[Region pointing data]
<<<<
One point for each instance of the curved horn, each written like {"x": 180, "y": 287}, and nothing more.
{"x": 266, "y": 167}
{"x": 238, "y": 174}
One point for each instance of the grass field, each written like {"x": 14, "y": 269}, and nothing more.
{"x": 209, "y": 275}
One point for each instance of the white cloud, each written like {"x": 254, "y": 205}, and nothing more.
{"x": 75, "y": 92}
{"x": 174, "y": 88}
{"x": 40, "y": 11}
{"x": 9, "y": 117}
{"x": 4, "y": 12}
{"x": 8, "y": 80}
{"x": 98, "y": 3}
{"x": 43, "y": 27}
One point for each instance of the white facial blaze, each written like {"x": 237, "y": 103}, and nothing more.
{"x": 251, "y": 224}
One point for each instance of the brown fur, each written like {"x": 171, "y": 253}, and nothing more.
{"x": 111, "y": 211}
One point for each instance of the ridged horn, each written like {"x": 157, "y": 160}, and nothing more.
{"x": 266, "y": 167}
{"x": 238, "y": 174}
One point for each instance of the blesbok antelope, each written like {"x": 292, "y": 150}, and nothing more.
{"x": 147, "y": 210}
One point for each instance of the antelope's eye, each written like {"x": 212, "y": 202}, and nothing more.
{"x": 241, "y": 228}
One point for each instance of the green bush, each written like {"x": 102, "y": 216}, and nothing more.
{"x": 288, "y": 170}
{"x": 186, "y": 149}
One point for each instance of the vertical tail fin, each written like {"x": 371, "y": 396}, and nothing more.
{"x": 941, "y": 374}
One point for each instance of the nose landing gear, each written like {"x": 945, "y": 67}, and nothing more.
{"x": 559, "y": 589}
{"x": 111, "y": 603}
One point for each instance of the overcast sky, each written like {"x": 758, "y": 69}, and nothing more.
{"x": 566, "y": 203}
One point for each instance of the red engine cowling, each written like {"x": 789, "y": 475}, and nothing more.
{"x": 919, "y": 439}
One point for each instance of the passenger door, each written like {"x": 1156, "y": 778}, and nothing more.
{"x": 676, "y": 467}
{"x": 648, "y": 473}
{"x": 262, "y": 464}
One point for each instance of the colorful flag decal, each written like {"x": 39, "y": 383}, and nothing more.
>>>>
Return every entry verbatim.

One point for each instance of the curved horn, each written like {"x": 180, "y": 287}, and nothing more.
{"x": 266, "y": 167}
{"x": 238, "y": 174}
One point for each instance of the grass field, each written like {"x": 14, "y": 269}, and nothing more.
{"x": 209, "y": 275}
One point for each instance of the white cloud, each written like {"x": 254, "y": 205}, and nothing more.
{"x": 75, "y": 92}
{"x": 174, "y": 88}
{"x": 40, "y": 11}
{"x": 9, "y": 117}
{"x": 4, "y": 12}
{"x": 8, "y": 80}
{"x": 98, "y": 3}
{"x": 43, "y": 27}
One point for each instance of the white facial blaze, each written like {"x": 237, "y": 103}, and nothing more.
{"x": 251, "y": 224}
One point for each instance of the brown fur, each written like {"x": 171, "y": 253}, and nothing more.
{"x": 111, "y": 211}
One point for each instance of the ridged horn, each written like {"x": 157, "y": 160}, and nothing more.
{"x": 266, "y": 167}
{"x": 238, "y": 174}
One point for each instance of the blesbok antelope, each written like {"x": 292, "y": 150}, and nothing more.
{"x": 147, "y": 210}
One point for each instance of the antelope's eye, each written like {"x": 212, "y": 202}, and nothing more.
{"x": 241, "y": 228}
One point for each instance of the green bush, each written like {"x": 102, "y": 216}, and nothing more.
{"x": 288, "y": 170}
{"x": 186, "y": 149}
One point for each instance of the vertical tail fin, each written like {"x": 371, "y": 396}, and nothing more.
{"x": 941, "y": 374}
One point for each instance of the nose landing gear, each written like {"x": 945, "y": 67}, and nothing more.
{"x": 559, "y": 589}
{"x": 111, "y": 603}
One point for each instance of the overcast sky, each written like {"x": 758, "y": 69}, and nothing more.
{"x": 566, "y": 203}
One point for each instance of the red engine cowling, each written like {"x": 789, "y": 475}, and nothing more.
{"x": 919, "y": 439}
One point for each instance of the passenger door, each written like {"x": 1156, "y": 778}, and nothing more.
{"x": 676, "y": 467}
{"x": 648, "y": 473}
{"x": 262, "y": 464}
One point for each instance of the colorful flag decal, each written like {"x": 39, "y": 383}, and nothing more.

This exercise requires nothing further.